Provided data:
— START —
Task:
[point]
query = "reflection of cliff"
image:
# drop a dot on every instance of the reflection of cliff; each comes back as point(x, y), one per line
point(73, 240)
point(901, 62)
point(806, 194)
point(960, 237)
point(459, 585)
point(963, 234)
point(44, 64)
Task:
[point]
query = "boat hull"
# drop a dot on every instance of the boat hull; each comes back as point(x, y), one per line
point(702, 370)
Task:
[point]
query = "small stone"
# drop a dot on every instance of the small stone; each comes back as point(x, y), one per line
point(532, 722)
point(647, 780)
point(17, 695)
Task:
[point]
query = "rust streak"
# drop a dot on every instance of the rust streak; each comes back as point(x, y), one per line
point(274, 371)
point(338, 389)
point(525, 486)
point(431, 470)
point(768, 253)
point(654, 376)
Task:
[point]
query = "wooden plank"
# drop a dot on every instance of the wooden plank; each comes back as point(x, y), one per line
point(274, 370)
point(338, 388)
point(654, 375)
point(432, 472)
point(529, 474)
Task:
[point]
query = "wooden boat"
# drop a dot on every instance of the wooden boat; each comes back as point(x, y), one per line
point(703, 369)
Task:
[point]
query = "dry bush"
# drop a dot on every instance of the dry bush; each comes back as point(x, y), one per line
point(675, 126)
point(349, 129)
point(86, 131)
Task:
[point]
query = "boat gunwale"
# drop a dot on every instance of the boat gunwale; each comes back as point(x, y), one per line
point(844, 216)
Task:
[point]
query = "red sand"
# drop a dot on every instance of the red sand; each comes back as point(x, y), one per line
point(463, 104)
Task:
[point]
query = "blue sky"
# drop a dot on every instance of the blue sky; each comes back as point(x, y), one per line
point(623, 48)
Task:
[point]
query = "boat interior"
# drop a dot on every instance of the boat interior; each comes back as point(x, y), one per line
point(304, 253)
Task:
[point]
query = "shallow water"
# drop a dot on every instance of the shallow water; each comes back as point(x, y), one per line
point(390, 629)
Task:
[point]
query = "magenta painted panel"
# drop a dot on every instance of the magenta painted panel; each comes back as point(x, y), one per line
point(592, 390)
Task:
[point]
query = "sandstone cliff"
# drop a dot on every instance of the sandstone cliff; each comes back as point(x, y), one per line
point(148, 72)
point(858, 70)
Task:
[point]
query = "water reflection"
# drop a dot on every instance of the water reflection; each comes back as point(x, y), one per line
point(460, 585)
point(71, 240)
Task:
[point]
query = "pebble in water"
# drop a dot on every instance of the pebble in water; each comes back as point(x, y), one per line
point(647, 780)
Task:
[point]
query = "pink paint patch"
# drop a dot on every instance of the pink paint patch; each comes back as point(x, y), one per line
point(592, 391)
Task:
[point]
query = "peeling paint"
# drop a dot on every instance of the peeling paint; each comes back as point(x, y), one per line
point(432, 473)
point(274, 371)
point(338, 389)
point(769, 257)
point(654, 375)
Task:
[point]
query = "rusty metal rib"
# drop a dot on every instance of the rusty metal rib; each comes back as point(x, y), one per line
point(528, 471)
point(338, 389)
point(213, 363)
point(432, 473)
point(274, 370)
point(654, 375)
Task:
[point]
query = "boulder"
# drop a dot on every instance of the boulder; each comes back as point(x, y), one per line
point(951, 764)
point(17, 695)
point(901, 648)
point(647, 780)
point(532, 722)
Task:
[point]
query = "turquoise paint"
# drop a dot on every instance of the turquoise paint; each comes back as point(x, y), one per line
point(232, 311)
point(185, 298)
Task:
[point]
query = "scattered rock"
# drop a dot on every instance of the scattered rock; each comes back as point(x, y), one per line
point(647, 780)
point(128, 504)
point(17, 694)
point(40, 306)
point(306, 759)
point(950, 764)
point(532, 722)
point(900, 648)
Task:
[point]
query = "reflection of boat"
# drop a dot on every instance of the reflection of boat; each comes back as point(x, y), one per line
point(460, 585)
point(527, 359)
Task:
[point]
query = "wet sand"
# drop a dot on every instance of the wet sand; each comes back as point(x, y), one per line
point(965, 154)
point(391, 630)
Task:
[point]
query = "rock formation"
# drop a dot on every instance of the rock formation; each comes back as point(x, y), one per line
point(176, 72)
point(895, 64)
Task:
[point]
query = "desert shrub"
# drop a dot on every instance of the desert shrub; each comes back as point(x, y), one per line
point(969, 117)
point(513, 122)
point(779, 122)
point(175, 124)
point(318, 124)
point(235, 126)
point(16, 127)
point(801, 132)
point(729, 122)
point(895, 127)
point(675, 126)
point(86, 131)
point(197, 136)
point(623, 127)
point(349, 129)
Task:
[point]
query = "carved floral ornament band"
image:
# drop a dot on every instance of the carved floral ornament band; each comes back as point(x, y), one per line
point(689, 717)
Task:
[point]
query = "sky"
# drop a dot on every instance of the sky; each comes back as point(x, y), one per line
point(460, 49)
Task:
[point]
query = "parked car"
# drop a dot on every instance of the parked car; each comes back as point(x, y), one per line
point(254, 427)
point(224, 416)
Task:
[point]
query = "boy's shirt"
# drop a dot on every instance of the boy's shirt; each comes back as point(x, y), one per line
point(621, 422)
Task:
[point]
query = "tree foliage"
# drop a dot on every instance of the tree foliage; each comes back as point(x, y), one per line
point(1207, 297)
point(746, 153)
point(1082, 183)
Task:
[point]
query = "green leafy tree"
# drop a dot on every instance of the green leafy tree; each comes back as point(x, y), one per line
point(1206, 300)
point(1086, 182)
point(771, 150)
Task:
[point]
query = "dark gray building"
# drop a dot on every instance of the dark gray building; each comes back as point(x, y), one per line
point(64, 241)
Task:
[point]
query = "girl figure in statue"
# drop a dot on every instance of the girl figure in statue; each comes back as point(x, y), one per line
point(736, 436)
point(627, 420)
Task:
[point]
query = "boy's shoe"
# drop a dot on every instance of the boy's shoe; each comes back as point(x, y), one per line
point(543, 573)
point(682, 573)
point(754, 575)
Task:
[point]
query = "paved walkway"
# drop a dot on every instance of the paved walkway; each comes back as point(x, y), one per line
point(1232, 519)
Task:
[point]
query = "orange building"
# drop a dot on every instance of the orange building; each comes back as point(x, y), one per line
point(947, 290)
— END —
Exercise objective:
Rewrite every line of the material above as a numbered list, leaving out any blank lines.

Exercise solution:
1. Task:
2. [point]
3. query = "reflection of cliff"
4. image:
5. # drop a dot on every instance of the reflection of cliff; each comes back as point(x, y), one per line
6. point(73, 240)
7. point(901, 62)
8. point(806, 194)
9. point(960, 237)
10. point(459, 585)
11. point(963, 234)
12. point(44, 64)
13. Task:
14. [point]
15. query = "boat hull"
16. # drop a dot on every instance of the boat hull; each comes back as point(x, y), one per line
17. point(702, 370)
18. Task:
19. [point]
20. query = "small stone"
21. # drop a dot on every instance of the small stone; each comes back as point(x, y), one per line
22. point(532, 722)
23. point(647, 780)
24. point(17, 695)
25. Task:
26. [point]
27. query = "rust streak"
28. # drop a dot on every instance of the rust streak; each comes back as point(x, y), one per line
29. point(274, 371)
30. point(338, 389)
31. point(525, 486)
32. point(431, 470)
33. point(768, 253)
34. point(654, 376)
35. Task:
36. [point]
37. query = "wooden plank"
38. # drop a dot on every instance of the wooden plank; each comes back as point(x, y), one per line
39. point(274, 370)
40. point(338, 388)
41. point(654, 375)
42. point(432, 472)
43. point(529, 474)
44. Task:
45. [point]
46. query = "wooden boat"
47. # drop a dot on every instance of the wooden boat; each comes back as point(x, y), one per line
48. point(703, 369)
49. Task:
50. [point]
51. query = "dry bush"
52. # drop a dot on every instance of the dry bush; each comes back as point(x, y), one per line
53. point(675, 126)
54. point(349, 129)
55. point(86, 131)
56. Task:
57. [point]
58. query = "boat gunwale"
59. # drop a dot on every instance of the boat gunwale; each comes back as point(x, y), one per line
60. point(844, 216)
61. Task:
62. [point]
63. query = "red sand"
64. # drop a dot on every instance of the red sand; each comes back as point(x, y), one per line
65. point(463, 104)
66. Task:
67. [point]
68. query = "blue sky"
69. # drop a dot on every instance of the blue sky; each comes back as point(x, y), one per line
70. point(623, 48)
71. Task:
72. [point]
73. query = "boat interior"
74. # drop a dot on every instance of the boat interior; each comes back as point(x, y), one per line
75. point(304, 253)
76. Task:
77. [point]
78. query = "shallow water"
79. # drop a dot on every instance of the shallow water; each comes back as point(x, y), one per line
80. point(390, 629)
81. Task:
82. [point]
83. query = "magenta painted panel"
84. # drop a dot on every instance of the magenta painted panel; each comes back as point(x, y), one per line
85. point(592, 390)
86. Task:
87. [point]
88. query = "sandstone cliff"
89. # drop a dot on every instance of the sandstone cliff; each comes back as point(x, y), one per line
90. point(148, 72)
91. point(858, 70)
92. Task:
93. [point]
94. query = "water reflection"
95. # drop a dot on every instance of the water reflection; each comes back as point(x, y), one per line
96. point(460, 585)
97. point(71, 240)
98. Task:
99. [point]
100. query = "pebble in water"
101. # drop a dot on every instance of the pebble in water; each comes back as point(x, y), one per line
102. point(647, 780)
103. Task:
104. [point]
105. query = "pink paint patch"
106. # drop a dot on every instance of the pink paint patch; each comes back as point(x, y), one per line
107. point(592, 391)
108. Task:
109. [point]
110. query = "peeling paint"
111. # drop a dot on every instance of the peeling paint; each comes back as point(x, y), one per line
112. point(432, 473)
113. point(274, 371)
114. point(338, 389)
115. point(769, 257)
116. point(654, 375)
117. Task:
118. [point]
119. query = "rusty metal rib"
120. # drop a dot on every instance of the rusty metal rib; each comes back as point(x, y), one per line
121. point(528, 471)
122. point(338, 389)
123. point(213, 363)
124. point(432, 473)
125. point(274, 370)
126. point(654, 375)
127. Task:
128. [point]
129. query = "boulder"
130. # drop a dot on every instance of the boulder; each comes back as point(x, y), one per line
131. point(951, 764)
132. point(17, 695)
133. point(901, 648)
134. point(647, 780)
135. point(532, 722)
136. Task:
137. [point]
138. query = "turquoise paint"
139. # drop a dot on every instance of the turquoise paint; each comes back as point(x, y), one per line
140. point(232, 311)
141. point(185, 298)
142. Task:
143. [point]
144. query = "scattered rock"
145. # drop a dot on every instance of the scattered rock; each comes back as point(x, y), one per line
146. point(647, 780)
147. point(128, 504)
148. point(17, 694)
149. point(40, 306)
150. point(306, 759)
151. point(950, 764)
152. point(532, 722)
153. point(900, 648)
154. Task:
155. [point]
156. query = "reflection of boat"
157. # drop a dot on every instance of the reflection of boat; each comes back as point(x, y), one per line
158. point(460, 585)
159. point(527, 359)
160. Task:
161. [point]
162. query = "wet sand"
163. # drop a dot on every instance of the wet sand; each comes back as point(x, y), one per line
164. point(965, 154)
165. point(391, 630)
166. Task:
167. [point]
168. query = "rock formation"
169. # drop a dot on every instance of the rock formation; each comes back as point(x, y), one per line
170. point(176, 72)
171. point(895, 64)
172. Task:
173. [point]
174. query = "desert shrub"
175. # drop a dot on every instance of the desert shrub; each comes back as point(x, y), one per line
176. point(969, 117)
177. point(513, 122)
178. point(779, 122)
179. point(175, 124)
180. point(318, 124)
181. point(235, 126)
182. point(16, 127)
183. point(801, 132)
184. point(729, 122)
185. point(895, 127)
186. point(675, 126)
187. point(86, 131)
188. point(197, 136)
189. point(623, 127)
190. point(349, 129)
191. Task:
192. [point]
193. query = "carved floral ornament band"
194. image:
195. # drop a dot on every instance of the carved floral ornament band; each comes back as point(x, y), one per line
196. point(689, 717)
197. Task:
198. [point]
199. query = "sky"
200. # drop a dot on every instance of the sky; each comes back as point(x, y), one per line
201. point(460, 49)
202. Task:
203. [point]
204. query = "parked car"
205. # drop a dot on every instance of the parked car; each comes back as point(x, y), one per line
206. point(254, 427)
207. point(224, 416)
208. Task:
209. [point]
210. query = "boy's shirt"
211. # drop a dot on every instance of the boy's shirt; each comes back as point(x, y), one per line
212. point(621, 422)
213. Task:
214. [point]
215. query = "tree foliage"
216. # drop a dot on every instance of the tree foliage; each comes back as point(x, y), one per line
217. point(1207, 297)
218. point(746, 153)
219. point(1082, 183)
220. Task:
221. [point]
222. query = "green leafy tree"
223. # drop a dot on every instance of the green leafy tree; each comes back as point(x, y), one per line
224. point(1206, 300)
225. point(1086, 182)
226. point(771, 150)
227. Task:
228. [point]
229. query = "dark gray building"
230. # drop a dot on every instance of the dark gray building; each comes back as point(x, y), one per line
231. point(64, 241)
232. Task:
233. [point]
234. query = "girl figure in statue"
235. # drop a dot on every instance of the girl figure in statue; each comes back as point(x, y), one per line
236. point(736, 436)
237. point(627, 420)
238. Task:
239. [point]
240. query = "boy's shoe"
241. # drop a dot on every instance of the boy's shoe; each comes back as point(x, y), one per line
242. point(543, 573)
243. point(682, 573)
244. point(754, 575)
245. Task:
246. [point]
247. query = "paved walkway"
248. # drop a dot on every instance of the paved walkway; each comes back as point(x, y), one per line
249. point(1232, 519)
250. Task:
251. [point]
252. query = "orange building"
253. # drop a dot on every instance of the orange building; each comes back as point(x, y), one per line
254. point(947, 290)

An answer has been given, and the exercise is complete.